The complete data, repeated exactly, should form your response.
====== INPUT DATA
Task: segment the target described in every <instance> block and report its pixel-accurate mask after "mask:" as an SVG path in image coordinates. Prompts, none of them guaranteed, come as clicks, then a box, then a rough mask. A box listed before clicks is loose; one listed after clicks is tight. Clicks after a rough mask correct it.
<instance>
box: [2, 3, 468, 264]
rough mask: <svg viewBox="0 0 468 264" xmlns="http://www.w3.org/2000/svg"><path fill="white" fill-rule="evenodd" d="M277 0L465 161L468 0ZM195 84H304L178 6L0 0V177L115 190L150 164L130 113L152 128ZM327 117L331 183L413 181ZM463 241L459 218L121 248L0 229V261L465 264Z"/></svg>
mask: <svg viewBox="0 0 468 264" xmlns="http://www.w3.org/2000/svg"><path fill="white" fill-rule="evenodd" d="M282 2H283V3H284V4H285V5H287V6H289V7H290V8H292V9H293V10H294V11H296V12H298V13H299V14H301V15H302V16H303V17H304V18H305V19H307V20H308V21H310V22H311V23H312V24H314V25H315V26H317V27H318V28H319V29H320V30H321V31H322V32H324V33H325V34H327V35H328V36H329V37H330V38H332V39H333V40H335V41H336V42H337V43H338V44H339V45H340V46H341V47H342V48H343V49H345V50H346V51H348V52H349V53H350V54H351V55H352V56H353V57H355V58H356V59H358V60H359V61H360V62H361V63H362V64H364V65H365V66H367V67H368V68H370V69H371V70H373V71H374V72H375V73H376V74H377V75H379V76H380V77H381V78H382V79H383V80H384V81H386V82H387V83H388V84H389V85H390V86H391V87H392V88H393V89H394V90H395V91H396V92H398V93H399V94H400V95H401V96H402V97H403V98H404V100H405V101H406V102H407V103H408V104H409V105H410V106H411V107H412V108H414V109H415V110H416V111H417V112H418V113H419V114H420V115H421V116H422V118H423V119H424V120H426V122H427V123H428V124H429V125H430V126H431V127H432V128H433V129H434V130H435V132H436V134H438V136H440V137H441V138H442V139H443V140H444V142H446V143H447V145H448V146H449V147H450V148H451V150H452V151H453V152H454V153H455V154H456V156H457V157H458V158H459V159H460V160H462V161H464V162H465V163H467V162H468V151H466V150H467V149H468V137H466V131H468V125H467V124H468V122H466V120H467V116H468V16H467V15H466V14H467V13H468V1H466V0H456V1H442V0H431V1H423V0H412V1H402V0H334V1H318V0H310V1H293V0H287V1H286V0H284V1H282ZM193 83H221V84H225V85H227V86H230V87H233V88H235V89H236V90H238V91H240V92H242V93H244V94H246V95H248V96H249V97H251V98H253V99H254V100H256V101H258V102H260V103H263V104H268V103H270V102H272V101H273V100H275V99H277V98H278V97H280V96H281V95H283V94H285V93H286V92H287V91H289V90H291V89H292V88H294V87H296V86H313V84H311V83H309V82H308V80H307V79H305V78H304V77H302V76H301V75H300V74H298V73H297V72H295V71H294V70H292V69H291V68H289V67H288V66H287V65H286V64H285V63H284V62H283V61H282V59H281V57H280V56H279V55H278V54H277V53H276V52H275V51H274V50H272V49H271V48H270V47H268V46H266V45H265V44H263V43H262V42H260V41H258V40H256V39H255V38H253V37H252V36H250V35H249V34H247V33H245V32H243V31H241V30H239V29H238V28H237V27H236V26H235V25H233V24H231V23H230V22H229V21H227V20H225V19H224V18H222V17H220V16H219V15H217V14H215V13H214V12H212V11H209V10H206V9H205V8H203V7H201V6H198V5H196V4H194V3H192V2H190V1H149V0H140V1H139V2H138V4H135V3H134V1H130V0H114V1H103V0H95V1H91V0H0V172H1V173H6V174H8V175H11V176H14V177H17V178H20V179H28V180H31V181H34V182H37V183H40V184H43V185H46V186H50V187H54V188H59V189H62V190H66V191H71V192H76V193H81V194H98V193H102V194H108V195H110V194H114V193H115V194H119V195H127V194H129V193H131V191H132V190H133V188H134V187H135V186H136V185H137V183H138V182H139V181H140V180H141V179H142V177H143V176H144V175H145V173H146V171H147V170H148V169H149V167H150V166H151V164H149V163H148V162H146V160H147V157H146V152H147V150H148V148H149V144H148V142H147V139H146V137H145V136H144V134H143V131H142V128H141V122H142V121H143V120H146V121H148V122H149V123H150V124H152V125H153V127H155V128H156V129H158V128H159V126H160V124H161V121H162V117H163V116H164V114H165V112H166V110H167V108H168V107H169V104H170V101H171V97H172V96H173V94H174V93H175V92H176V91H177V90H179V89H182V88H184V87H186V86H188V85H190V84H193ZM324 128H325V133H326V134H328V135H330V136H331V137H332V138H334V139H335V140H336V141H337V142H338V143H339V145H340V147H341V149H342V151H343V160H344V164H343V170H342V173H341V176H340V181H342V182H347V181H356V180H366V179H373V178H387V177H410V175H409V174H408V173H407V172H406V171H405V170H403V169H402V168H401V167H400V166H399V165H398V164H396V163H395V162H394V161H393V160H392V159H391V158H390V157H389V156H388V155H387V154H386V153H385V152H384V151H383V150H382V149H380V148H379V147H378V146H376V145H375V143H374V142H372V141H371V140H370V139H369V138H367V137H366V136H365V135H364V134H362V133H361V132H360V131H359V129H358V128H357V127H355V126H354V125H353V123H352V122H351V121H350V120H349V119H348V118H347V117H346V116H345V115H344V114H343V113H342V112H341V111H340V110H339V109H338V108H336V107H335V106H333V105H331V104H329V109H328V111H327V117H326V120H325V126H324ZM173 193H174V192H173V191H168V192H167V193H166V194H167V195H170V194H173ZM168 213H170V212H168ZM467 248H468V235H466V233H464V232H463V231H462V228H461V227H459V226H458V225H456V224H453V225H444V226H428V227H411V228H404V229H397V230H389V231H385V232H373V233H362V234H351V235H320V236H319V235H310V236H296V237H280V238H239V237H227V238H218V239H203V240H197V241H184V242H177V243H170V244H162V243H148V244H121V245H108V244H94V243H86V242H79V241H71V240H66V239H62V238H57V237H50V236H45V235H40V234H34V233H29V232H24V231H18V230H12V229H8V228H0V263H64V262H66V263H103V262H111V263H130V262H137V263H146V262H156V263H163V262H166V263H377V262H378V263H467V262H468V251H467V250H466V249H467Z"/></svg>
============
> [PROBLEM SOLUTION]:
Task: segment the target described in every <instance> block and report its pixel-accurate mask after "mask:" as an SVG path in image coordinates. Prompts, none of them guaranteed, come as clicks, then a box, then a rough mask. A box listed before clicks is loose; one listed after clicks is tight. Clicks after a rough mask correct it.
<instance>
box: [2, 3, 468, 264]
rough mask: <svg viewBox="0 0 468 264" xmlns="http://www.w3.org/2000/svg"><path fill="white" fill-rule="evenodd" d="M277 0L465 161L468 0ZM195 84H304L178 6L0 0V177L115 190L150 164L130 113L152 128ZM327 117L331 183L413 181ZM463 241L459 218L121 248L0 229V261L465 264Z"/></svg>
mask: <svg viewBox="0 0 468 264" xmlns="http://www.w3.org/2000/svg"><path fill="white" fill-rule="evenodd" d="M282 2H283V3H284V4H285V5H287V6H289V7H290V8H292V9H293V10H294V11H296V12H298V13H299V14H301V15H302V16H303V17H304V18H305V19H307V20H308V21H310V22H311V23H312V24H314V25H315V26H317V27H318V28H319V29H320V30H321V31H322V32H324V33H325V34H327V35H328V36H329V37H330V38H332V39H333V40H335V41H336V42H337V43H338V44H339V45H340V46H341V47H342V48H343V49H345V50H346V51H348V52H349V53H350V54H351V55H352V56H353V57H355V58H356V59H358V60H359V61H360V62H361V63H362V64H364V65H365V66H367V67H368V68H370V69H371V70H373V71H374V72H375V73H376V74H377V75H379V76H380V77H381V78H382V79H383V80H384V81H386V82H387V83H388V84H389V85H390V86H391V87H392V88H393V89H394V90H395V91H396V92H398V93H399V94H400V95H401V96H402V97H403V98H404V100H405V101H406V102H407V103H408V104H409V105H410V106H411V107H412V108H414V109H415V110H416V111H417V112H418V113H419V114H420V115H421V116H422V118H423V119H424V120H426V122H427V123H428V124H429V125H430V126H431V127H432V128H433V129H434V130H435V132H436V134H438V136H440V137H441V138H442V139H443V140H444V142H446V143H447V145H448V146H449V147H450V148H451V150H452V151H453V152H454V153H455V154H456V156H457V157H458V158H459V159H460V160H462V161H464V162H465V163H467V162H468V151H466V150H467V149H468V137H466V131H468V125H467V124H468V122H466V120H467V116H468V16H467V15H466V14H467V13H468V1H466V0H456V1H442V0H431V1H423V0H412V1H402V0H334V1H318V0H310V1H293V0H287V1H286V0H284V1H282ZM193 83H221V84H225V85H227V86H230V87H233V88H235V89H236V90H238V91H240V92H242V93H244V94H246V95H248V96H249V97H251V98H253V99H254V100H256V101H258V102H260V103H263V104H268V103H270V102H272V101H273V100H275V99H277V98H278V97H280V96H281V95H283V94H285V93H286V92H287V91H289V90H291V89H292V88H294V87H296V86H313V84H311V83H309V82H308V80H307V79H305V78H304V77H302V76H301V75H300V74H298V73H297V72H295V71H294V70H292V69H291V68H289V67H288V66H287V65H286V64H285V63H284V62H283V61H282V59H281V57H280V56H279V55H278V54H277V53H276V52H275V51H274V50H272V49H271V48H270V47H268V46H266V45H265V44H263V43H262V42H260V41H258V40H256V39H255V38H253V37H252V36H250V35H249V34H247V33H245V32H243V31H241V30H239V29H238V28H237V27H236V26H235V25H233V24H231V23H230V22H229V21H227V20H225V19H224V18H222V17H220V16H219V15H217V14H215V13H214V12H212V11H209V10H206V9H205V8H203V7H201V6H198V5H196V4H194V3H192V2H190V1H149V0H140V1H139V2H138V4H135V3H134V1H130V0H114V1H103V0H95V1H91V0H0V172H1V173H6V174H8V175H11V176H14V177H17V178H20V179H28V180H31V181H34V182H37V183H40V184H43V185H46V186H50V187H54V188H59V189H62V190H66V191H71V192H76V193H81V194H98V193H102V194H108V195H110V194H114V193H115V194H119V195H127V194H129V193H131V191H132V190H133V188H134V187H135V186H136V185H137V183H138V182H139V181H140V180H141V179H142V177H143V176H144V175H145V173H146V171H147V170H148V169H149V167H150V166H151V164H149V163H148V162H146V160H147V157H146V152H147V150H148V148H149V144H148V142H147V139H146V137H145V136H144V134H143V131H142V128H141V122H142V121H143V120H146V121H148V122H149V123H150V124H152V125H153V127H155V128H156V129H158V128H159V126H160V124H161V121H162V117H163V116H164V114H165V112H166V110H167V108H168V107H169V104H170V101H171V97H172V96H173V94H174V93H175V92H176V91H177V90H179V89H182V88H184V87H186V86H188V85H190V84H193ZM324 128H325V133H326V134H328V135H330V136H331V137H332V138H334V139H335V140H336V141H337V142H338V143H339V145H340V147H341V149H342V151H343V160H344V164H343V170H342V173H341V176H340V181H342V182H347V181H356V180H366V179H373V178H387V177H410V175H409V174H408V173H407V172H406V171H405V170H403V169H402V168H401V167H400V166H399V165H398V164H396V163H395V162H394V161H393V160H392V159H391V158H390V157H389V156H388V155H387V154H386V153H385V152H384V151H383V150H382V149H380V148H379V147H378V146H376V145H375V143H374V142H372V141H371V140H370V139H369V138H367V137H366V136H365V135H364V134H362V133H361V132H360V131H359V129H358V128H357V127H355V126H354V125H353V123H352V122H351V121H350V120H349V119H348V118H347V117H346V116H345V115H344V114H343V113H342V112H341V111H340V110H339V109H338V108H336V107H335V106H333V105H331V104H329V109H328V111H327V117H326V120H325V126H324ZM173 193H174V192H173V191H168V192H167V193H166V194H167V195H170V194H173ZM168 213H170V212H168ZM467 248H468V235H466V233H464V232H463V231H462V228H461V227H459V226H458V225H456V224H453V225H444V226H428V227H411V228H404V229H397V230H389V231H385V232H373V233H362V234H351V235H320V236H319V235H310V236H296V237H280V238H239V237H227V238H218V239H203V240H197V241H184V242H177V243H170V244H162V243H148V244H121V245H108V244H94V243H86V242H79V241H71V240H66V239H62V238H57V237H50V236H45V235H40V234H34V233H29V232H24V231H18V230H12V229H8V228H0V263H64V262H66V263H103V262H111V263H130V262H137V263H146V262H156V263H163V262H166V263H377V262H378V263H467V262H468V251H467V250H466V249H467Z"/></svg>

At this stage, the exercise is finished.